BEGIN

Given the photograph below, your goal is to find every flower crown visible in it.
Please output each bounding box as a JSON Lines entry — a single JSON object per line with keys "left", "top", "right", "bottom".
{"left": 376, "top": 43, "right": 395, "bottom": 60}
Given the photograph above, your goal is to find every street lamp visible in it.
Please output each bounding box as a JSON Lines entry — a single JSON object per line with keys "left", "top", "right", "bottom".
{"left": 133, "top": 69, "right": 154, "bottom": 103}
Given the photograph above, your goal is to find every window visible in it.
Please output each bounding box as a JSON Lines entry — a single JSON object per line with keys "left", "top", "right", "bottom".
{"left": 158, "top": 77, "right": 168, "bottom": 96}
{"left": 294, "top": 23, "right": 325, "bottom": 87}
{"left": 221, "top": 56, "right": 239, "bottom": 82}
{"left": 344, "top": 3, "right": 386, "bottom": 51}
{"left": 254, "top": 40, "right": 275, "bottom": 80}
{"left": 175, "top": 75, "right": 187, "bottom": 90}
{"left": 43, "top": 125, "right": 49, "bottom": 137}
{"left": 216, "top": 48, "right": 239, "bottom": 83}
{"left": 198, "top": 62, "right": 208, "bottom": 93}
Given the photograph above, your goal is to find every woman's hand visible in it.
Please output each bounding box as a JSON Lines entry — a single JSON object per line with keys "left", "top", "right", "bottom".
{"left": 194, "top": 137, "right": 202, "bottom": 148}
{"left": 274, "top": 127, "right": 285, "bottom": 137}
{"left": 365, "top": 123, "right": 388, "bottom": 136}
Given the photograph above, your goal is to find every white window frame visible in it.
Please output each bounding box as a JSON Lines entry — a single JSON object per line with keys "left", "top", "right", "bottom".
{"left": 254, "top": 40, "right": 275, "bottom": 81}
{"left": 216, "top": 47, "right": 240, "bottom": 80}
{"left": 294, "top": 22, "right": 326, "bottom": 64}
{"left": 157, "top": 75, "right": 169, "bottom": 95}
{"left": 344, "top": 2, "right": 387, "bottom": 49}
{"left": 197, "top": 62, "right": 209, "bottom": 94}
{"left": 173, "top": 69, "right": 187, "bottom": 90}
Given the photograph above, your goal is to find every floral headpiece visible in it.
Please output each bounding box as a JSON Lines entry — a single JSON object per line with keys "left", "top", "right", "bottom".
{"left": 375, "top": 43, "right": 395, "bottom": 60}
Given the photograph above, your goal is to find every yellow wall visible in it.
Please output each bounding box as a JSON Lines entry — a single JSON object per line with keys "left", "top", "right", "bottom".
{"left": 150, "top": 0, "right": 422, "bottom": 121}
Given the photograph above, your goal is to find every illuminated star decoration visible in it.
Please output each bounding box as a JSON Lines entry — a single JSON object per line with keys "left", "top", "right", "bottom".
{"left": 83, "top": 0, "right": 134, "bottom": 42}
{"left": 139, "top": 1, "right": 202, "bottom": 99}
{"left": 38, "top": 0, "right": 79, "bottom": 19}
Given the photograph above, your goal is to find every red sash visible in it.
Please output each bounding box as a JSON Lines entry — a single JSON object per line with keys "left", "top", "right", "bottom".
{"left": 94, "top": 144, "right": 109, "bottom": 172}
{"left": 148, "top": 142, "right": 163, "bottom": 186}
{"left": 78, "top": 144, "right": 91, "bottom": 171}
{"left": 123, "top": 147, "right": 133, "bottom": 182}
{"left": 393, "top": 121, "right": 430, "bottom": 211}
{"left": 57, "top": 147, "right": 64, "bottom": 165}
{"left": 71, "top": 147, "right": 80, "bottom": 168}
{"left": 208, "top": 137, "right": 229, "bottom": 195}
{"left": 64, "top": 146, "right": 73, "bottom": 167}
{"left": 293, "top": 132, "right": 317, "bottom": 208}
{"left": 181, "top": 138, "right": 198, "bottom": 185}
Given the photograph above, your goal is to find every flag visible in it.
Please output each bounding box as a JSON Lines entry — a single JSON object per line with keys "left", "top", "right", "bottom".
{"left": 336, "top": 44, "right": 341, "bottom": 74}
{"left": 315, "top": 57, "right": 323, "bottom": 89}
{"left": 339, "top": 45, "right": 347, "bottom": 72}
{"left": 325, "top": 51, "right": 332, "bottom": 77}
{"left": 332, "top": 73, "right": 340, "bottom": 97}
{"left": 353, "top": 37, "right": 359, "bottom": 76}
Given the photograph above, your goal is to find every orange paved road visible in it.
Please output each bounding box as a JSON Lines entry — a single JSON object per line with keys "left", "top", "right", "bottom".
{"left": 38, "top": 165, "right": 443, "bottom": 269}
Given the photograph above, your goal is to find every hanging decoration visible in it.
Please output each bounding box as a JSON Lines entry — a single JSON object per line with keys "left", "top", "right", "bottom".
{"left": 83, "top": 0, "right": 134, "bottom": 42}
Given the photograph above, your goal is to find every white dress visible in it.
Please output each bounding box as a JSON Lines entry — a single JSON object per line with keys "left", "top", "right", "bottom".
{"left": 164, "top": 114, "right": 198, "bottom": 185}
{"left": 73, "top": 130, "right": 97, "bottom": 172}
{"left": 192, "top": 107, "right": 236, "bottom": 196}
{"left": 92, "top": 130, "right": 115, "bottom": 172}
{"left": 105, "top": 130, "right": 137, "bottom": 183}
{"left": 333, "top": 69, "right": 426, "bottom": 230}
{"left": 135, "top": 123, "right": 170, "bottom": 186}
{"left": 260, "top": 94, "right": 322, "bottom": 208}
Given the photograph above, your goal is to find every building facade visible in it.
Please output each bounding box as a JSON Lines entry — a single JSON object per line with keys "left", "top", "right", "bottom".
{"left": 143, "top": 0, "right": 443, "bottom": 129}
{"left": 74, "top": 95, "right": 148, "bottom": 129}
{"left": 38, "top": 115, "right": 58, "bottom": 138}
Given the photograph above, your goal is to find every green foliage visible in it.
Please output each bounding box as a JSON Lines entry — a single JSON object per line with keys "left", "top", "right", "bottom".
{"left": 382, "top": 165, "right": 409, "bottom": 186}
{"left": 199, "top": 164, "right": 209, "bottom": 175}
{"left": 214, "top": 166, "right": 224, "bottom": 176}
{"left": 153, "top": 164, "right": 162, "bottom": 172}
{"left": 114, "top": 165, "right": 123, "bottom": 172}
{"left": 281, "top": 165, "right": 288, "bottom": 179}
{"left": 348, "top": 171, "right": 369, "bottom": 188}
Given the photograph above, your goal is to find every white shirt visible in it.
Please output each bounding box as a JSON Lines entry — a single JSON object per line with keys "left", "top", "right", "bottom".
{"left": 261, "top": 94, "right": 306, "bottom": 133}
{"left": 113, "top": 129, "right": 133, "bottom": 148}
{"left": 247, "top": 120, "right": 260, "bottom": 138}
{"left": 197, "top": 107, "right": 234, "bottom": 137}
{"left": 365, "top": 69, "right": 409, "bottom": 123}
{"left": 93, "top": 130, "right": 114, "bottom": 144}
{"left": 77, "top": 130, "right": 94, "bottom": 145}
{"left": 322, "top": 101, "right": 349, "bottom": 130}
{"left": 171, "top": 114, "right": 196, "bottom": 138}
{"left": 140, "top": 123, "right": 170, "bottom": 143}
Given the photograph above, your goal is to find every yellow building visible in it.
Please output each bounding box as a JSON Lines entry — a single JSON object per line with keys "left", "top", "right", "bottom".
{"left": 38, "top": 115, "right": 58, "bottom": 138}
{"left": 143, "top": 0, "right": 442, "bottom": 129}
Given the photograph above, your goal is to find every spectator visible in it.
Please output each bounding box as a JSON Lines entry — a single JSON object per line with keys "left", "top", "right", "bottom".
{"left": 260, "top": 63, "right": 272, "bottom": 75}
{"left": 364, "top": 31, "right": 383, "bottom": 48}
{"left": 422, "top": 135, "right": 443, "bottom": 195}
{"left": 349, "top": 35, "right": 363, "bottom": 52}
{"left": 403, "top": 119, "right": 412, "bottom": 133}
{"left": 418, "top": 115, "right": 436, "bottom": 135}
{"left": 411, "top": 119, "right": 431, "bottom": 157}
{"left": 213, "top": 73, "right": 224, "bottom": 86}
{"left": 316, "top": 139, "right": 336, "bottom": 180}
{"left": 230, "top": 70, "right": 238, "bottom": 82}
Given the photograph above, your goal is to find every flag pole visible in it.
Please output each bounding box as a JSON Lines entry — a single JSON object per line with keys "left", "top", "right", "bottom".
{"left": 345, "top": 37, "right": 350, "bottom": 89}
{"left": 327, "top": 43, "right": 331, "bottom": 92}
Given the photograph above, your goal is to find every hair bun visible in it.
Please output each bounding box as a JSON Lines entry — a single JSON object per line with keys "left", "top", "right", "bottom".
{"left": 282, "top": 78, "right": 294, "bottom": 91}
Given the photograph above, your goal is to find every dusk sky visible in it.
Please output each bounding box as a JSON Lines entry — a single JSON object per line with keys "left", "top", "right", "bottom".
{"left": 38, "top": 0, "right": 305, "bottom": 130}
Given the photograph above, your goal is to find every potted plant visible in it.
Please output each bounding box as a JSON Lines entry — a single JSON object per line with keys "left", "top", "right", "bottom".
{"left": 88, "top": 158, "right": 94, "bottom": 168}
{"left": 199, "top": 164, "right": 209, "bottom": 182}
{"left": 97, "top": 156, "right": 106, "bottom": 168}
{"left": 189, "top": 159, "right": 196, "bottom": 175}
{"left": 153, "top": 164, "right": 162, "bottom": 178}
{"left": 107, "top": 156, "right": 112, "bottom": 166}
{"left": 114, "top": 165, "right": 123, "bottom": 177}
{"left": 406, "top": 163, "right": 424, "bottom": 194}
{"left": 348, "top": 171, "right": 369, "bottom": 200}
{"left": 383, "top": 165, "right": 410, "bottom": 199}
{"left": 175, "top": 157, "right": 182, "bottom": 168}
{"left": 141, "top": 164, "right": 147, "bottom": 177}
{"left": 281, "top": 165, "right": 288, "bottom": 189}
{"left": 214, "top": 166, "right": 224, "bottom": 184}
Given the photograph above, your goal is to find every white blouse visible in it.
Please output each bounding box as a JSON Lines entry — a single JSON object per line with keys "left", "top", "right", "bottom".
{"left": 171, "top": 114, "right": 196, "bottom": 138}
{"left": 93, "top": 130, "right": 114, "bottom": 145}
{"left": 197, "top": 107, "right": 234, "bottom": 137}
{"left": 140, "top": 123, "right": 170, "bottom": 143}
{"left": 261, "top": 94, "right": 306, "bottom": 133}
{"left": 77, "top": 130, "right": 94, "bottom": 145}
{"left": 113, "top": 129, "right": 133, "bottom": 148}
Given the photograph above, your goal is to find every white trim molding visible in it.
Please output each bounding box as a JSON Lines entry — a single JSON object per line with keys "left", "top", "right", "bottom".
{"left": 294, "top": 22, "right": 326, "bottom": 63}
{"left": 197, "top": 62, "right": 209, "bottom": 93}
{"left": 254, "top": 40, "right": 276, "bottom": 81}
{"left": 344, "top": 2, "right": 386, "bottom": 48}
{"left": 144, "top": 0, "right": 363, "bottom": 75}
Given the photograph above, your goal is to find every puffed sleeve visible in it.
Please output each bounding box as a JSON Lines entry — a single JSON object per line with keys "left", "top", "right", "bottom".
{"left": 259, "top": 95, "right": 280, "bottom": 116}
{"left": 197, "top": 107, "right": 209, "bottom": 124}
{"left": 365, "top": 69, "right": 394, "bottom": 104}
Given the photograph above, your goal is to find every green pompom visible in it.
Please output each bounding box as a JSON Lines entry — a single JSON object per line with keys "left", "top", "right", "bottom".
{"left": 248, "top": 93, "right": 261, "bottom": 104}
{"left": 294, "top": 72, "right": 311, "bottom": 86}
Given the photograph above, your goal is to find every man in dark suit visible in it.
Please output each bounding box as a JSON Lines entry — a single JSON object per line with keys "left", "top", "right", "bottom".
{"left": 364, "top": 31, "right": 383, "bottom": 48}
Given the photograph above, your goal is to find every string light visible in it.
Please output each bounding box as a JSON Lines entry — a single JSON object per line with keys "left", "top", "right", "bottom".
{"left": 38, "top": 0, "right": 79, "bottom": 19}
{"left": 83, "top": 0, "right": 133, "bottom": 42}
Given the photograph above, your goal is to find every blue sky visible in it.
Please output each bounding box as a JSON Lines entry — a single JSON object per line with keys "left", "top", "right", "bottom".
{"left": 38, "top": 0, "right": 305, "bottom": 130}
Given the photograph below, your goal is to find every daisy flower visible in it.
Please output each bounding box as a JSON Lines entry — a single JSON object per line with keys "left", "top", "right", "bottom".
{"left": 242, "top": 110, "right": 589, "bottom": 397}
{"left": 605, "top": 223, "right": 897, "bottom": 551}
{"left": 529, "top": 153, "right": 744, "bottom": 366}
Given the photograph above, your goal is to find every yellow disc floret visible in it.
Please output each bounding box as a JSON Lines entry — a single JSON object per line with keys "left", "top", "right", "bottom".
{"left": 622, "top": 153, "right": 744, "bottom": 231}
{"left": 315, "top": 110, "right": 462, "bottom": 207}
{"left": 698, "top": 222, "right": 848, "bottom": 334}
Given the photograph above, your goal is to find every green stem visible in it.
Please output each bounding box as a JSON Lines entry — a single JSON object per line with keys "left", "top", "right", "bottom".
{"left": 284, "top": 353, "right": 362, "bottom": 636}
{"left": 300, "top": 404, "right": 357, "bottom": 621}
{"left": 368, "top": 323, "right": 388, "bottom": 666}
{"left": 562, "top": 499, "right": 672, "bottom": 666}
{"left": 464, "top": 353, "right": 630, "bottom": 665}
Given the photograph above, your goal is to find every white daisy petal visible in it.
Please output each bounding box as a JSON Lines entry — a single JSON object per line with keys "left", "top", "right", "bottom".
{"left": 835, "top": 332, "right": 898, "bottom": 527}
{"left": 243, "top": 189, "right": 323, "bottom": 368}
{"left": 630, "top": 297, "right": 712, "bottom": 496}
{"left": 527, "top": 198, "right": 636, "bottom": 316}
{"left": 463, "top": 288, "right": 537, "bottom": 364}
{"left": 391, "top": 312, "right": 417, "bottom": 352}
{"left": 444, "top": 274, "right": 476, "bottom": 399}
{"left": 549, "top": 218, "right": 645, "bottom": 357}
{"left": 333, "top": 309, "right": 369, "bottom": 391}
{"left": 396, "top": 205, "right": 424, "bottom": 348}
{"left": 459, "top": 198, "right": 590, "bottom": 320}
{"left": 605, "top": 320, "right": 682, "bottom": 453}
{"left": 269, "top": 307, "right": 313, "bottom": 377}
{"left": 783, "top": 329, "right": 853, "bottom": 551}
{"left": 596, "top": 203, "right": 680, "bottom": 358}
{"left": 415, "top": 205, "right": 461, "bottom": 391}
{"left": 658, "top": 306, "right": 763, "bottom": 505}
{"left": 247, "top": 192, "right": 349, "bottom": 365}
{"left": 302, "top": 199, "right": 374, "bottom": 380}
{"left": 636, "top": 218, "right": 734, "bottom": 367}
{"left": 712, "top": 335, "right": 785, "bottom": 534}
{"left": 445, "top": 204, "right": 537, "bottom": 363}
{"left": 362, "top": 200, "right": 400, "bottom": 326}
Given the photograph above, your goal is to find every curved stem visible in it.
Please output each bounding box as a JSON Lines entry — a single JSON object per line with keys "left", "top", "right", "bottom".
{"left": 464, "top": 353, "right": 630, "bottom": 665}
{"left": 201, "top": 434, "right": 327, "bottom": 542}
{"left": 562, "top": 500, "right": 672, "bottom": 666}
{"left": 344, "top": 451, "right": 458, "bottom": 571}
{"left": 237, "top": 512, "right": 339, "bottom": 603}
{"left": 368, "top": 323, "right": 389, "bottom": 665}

END

### GOAL OF THE EXERCISE
Everything from the first line of the records above through the line containing "Given the photograph above, your goal is to find every street" should be restated word for word; leave out all other lines.

### OUTPUT OF THE EXERCISE
Given the photograph below, your goal is to find every flower crown visible in it.
Please output each bounding box as a JSON Lines entry — a single JSON object per line with keys "left", "top", "right", "bottom".
{"left": 376, "top": 43, "right": 395, "bottom": 60}
Given the photograph above, your goal is to find every street lamp visible in it.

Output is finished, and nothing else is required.